Every line from the one with "column 33, row 120" to the one with "column 282, row 78", including those two, is to be copied exactly; all other lines of the entries below are left out.

* [Recorded information]:
════════════════
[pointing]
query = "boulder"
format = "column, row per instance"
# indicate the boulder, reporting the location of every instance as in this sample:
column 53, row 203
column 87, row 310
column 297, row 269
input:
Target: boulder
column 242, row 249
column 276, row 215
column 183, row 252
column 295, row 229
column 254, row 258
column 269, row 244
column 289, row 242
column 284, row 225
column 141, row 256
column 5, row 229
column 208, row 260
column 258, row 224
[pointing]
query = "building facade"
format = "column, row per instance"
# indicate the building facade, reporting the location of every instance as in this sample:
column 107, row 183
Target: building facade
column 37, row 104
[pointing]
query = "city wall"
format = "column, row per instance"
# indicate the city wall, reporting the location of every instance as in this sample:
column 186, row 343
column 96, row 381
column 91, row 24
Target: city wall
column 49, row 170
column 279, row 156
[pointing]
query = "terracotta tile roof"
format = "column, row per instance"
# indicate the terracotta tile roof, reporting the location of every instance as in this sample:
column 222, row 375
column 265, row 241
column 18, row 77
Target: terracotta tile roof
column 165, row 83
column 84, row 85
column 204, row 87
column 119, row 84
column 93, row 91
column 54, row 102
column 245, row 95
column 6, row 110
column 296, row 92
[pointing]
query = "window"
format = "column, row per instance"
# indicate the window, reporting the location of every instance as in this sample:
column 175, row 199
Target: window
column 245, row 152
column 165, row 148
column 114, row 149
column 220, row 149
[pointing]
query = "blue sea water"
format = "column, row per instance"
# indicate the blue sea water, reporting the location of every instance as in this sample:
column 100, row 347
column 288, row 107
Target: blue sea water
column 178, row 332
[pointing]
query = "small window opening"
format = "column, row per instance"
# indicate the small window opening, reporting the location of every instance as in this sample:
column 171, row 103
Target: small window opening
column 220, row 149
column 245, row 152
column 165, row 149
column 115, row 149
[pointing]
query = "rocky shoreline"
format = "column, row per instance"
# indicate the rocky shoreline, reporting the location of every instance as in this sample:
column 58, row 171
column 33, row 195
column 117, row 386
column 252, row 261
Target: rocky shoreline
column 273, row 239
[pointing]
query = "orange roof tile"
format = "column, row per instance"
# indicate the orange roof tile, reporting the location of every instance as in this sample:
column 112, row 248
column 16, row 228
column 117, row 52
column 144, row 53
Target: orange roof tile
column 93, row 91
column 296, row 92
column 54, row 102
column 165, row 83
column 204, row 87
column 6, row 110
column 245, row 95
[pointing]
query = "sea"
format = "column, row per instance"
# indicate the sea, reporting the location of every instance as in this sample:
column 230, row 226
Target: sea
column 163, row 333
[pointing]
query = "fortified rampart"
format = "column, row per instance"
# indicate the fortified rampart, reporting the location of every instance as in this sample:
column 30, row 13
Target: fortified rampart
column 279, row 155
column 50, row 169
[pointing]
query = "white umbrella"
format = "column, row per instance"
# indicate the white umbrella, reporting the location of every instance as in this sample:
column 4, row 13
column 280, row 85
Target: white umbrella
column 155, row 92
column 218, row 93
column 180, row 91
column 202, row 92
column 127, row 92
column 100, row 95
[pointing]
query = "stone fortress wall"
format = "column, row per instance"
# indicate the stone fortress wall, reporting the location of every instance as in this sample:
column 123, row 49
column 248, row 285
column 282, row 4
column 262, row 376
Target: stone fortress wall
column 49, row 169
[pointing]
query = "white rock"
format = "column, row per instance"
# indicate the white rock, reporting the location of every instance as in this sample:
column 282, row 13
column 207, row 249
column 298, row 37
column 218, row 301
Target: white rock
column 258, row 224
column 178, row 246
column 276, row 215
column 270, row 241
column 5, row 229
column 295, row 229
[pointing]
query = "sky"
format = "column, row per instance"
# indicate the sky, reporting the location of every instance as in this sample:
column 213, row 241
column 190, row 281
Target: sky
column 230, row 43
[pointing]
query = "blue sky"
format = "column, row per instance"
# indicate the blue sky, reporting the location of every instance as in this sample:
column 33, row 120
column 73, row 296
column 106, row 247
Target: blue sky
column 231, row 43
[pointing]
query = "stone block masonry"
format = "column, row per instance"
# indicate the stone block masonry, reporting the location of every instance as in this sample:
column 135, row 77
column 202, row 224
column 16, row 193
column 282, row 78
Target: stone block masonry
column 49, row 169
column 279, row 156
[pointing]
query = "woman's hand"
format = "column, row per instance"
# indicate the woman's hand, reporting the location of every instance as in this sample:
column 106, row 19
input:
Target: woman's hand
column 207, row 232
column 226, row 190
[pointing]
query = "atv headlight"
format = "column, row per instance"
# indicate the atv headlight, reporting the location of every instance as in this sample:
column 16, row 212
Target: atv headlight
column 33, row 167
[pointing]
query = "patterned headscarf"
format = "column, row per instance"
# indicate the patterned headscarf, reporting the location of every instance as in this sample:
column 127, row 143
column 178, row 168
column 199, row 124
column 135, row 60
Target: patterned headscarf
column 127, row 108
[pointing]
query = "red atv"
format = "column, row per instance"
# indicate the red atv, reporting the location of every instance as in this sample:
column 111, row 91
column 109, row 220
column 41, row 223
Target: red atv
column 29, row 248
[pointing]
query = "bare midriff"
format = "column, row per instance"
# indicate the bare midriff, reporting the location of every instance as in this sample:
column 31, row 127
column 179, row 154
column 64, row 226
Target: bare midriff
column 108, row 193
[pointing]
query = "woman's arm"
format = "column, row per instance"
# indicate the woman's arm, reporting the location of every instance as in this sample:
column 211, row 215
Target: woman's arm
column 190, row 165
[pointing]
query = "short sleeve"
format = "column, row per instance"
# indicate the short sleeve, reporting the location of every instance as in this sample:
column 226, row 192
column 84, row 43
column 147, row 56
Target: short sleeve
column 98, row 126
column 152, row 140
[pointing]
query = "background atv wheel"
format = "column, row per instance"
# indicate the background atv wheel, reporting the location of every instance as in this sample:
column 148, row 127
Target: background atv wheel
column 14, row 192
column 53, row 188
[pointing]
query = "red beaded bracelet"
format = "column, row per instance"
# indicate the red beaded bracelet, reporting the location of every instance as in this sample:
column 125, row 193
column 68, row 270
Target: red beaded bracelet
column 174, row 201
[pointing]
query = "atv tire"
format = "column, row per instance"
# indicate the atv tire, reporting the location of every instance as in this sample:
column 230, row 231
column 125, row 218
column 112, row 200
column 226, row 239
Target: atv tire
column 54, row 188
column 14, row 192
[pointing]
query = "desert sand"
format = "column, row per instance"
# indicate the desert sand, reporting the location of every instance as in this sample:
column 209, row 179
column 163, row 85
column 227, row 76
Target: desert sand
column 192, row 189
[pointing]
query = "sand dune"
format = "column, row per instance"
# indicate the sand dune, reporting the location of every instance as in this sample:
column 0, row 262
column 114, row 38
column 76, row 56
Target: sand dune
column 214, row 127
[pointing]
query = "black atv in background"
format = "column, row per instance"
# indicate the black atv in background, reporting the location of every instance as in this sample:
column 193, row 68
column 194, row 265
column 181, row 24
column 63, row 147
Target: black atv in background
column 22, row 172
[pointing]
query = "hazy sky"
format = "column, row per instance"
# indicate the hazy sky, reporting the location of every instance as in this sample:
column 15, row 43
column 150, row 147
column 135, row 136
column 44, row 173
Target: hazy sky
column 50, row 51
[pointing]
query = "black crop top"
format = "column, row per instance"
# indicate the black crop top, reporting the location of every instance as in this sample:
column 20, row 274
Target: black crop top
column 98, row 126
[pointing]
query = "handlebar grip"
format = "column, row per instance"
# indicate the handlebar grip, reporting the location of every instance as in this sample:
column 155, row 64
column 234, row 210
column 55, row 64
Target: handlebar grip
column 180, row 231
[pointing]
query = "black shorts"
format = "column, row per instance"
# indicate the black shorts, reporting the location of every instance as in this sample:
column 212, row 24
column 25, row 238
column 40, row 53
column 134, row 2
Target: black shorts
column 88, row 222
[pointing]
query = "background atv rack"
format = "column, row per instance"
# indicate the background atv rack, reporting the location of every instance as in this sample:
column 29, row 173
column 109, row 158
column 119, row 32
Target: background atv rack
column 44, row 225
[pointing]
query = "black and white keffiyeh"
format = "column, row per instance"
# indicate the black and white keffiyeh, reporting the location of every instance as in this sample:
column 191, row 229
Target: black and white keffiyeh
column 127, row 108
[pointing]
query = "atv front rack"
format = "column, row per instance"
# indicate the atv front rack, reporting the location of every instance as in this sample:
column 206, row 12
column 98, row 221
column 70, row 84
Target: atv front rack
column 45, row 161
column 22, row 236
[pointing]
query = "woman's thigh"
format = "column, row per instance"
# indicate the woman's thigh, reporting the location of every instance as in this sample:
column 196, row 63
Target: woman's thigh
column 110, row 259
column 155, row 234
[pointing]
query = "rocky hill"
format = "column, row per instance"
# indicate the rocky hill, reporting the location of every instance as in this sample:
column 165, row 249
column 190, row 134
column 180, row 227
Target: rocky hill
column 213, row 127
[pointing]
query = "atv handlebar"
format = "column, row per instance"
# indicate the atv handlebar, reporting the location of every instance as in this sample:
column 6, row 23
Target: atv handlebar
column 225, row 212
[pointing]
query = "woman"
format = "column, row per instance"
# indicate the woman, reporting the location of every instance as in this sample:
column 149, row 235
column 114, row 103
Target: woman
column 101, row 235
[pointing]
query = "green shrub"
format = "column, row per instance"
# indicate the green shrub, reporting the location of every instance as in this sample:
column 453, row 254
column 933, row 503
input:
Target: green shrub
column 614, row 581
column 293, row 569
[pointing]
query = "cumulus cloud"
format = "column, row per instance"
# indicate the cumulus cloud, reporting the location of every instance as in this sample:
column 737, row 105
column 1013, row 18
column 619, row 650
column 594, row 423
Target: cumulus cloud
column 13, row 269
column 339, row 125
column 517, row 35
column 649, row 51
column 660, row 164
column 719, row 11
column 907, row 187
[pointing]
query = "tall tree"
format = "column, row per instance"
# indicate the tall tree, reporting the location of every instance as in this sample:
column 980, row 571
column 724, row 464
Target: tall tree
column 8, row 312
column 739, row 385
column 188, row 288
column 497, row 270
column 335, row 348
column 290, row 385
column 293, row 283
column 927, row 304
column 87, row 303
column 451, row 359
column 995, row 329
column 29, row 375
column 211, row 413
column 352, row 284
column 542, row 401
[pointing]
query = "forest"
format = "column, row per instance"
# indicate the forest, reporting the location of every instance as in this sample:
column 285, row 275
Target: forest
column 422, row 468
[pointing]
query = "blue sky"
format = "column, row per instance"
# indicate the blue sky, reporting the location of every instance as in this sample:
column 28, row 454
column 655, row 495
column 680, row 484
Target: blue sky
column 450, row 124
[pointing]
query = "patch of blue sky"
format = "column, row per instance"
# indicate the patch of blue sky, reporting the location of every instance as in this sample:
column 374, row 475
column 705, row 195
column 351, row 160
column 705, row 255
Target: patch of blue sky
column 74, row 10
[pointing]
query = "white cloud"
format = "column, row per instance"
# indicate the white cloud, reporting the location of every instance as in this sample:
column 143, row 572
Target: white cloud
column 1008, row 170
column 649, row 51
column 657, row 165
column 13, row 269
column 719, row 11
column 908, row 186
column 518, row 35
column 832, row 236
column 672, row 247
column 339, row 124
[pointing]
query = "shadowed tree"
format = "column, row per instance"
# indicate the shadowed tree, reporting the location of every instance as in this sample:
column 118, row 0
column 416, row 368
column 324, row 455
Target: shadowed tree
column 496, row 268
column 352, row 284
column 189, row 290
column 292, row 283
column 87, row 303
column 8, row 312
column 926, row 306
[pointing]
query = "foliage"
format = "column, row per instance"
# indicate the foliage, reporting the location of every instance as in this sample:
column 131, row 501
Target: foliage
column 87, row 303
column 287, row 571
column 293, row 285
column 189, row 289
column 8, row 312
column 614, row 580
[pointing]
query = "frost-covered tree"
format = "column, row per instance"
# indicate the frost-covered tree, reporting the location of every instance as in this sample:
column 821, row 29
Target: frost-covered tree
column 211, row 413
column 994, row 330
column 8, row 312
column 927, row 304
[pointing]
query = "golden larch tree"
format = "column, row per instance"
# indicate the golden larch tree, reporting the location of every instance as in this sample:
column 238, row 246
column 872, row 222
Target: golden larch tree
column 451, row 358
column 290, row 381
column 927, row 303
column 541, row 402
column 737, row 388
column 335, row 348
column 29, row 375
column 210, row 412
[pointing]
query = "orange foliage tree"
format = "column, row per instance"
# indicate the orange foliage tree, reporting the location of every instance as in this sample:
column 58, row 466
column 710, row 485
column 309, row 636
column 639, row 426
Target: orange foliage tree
════════════════
* [Written response]:
column 33, row 120
column 73, row 296
column 106, row 247
Target: blue sky
column 231, row 43
[pointing]
query = "stone block masonry"
format = "column, row per instance"
# indicate the stone block masonry, reporting the location of every instance as in this sample:
column 135, row 77
column 202, row 224
column 16, row 193
column 282, row 78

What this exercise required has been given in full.